== Dataset ==
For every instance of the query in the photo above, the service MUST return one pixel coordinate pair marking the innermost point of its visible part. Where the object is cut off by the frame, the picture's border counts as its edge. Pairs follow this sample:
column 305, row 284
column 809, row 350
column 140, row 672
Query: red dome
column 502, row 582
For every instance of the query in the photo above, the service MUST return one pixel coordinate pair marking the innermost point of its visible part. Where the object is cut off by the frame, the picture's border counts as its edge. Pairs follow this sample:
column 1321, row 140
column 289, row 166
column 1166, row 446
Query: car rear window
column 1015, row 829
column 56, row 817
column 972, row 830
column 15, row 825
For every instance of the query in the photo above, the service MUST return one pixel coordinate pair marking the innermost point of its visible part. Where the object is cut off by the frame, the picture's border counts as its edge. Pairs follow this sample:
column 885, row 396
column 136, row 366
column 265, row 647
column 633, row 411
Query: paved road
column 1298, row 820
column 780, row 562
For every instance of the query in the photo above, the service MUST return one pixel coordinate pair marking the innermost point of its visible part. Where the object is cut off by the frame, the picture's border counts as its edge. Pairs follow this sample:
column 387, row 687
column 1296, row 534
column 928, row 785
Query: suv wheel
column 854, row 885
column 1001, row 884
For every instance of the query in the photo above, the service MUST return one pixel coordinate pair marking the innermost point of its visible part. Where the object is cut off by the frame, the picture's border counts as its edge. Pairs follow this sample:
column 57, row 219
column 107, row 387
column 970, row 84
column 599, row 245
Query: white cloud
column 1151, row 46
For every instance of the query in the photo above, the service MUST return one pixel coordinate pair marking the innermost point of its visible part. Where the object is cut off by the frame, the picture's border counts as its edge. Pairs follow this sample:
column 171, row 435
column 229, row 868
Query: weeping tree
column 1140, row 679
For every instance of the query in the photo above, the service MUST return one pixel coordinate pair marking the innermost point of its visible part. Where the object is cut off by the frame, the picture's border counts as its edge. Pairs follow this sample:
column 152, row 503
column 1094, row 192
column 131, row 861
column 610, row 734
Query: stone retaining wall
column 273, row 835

== About this exercise ==
Every line of the listing above should be copied word for word.

== Answer to this task ==
For every instance of the query in the photo above, the service MUST return one pixel coordinate pair marking the innermost point of its visible part. Where the object is cut off by the frame, the picture's border counts as its edge. Pairs follow this sample:
column 305, row 284
column 809, row 350
column 140, row 672
Query: red dome
column 502, row 582
For every instance of the query in the photo above, the service MUST return one pixel coordinate pair marking the innermost point of its visible part. Where the object is cut off by the frame, the picture's border counts as its edge. Pairs follow this sample:
column 1321, row 140
column 289, row 166
column 1166, row 446
Query: car rear window
column 1015, row 829
column 56, row 817
column 972, row 830
column 15, row 825
For every instance of the query in the photo above, the service MUST return one pixel coordinate pair marking the innermost point of its visible part. Where the object is cut off by the frame, the picture's border counts as its edge. Pairs follow this sample:
column 885, row 396
column 136, row 366
column 265, row 647
column 633, row 411
Query: paved road
column 1298, row 820
column 780, row 562
For every instance of the query in the photo above, the service MUST return one pixel coordinate pair marking the innermost point of its visible part. Where the object is cut off by the frame, the picture's border counts as its edge. Pairs follow this sample:
column 387, row 687
column 1296, row 534
column 928, row 785
Query: suv wheel
column 854, row 885
column 1001, row 884
For every instance of the query in the photo above, the service MUST return one pixel coordinate pair marking the innermost point of its visible part. Where the object is cut off by the frame, the picture's border counts as its edge. Pairs follow this sample:
column 57, row 219
column 107, row 387
column 970, row 84
column 599, row 245
Query: white cloud
column 1151, row 46
For every instance of the query in the photo above, the service MUST return one pixel coordinate pair marking the innermost point of its visible part. Where the object is cut off by the frame, the picture's border counts as its edge. Pairs follow this sample:
column 171, row 435
column 229, row 868
Query: weeping tree
column 1140, row 679
For every instance of the query in the photo above, the service MUST return one pixel coordinate pair marking the innermost point of its visible part. Where the object is cut off by the frame, the picture's border counts as its edge. Pairs follow this sample:
column 152, row 503
column 1094, row 192
column 131, row 861
column 610, row 734
Query: stone retaining wall
column 273, row 835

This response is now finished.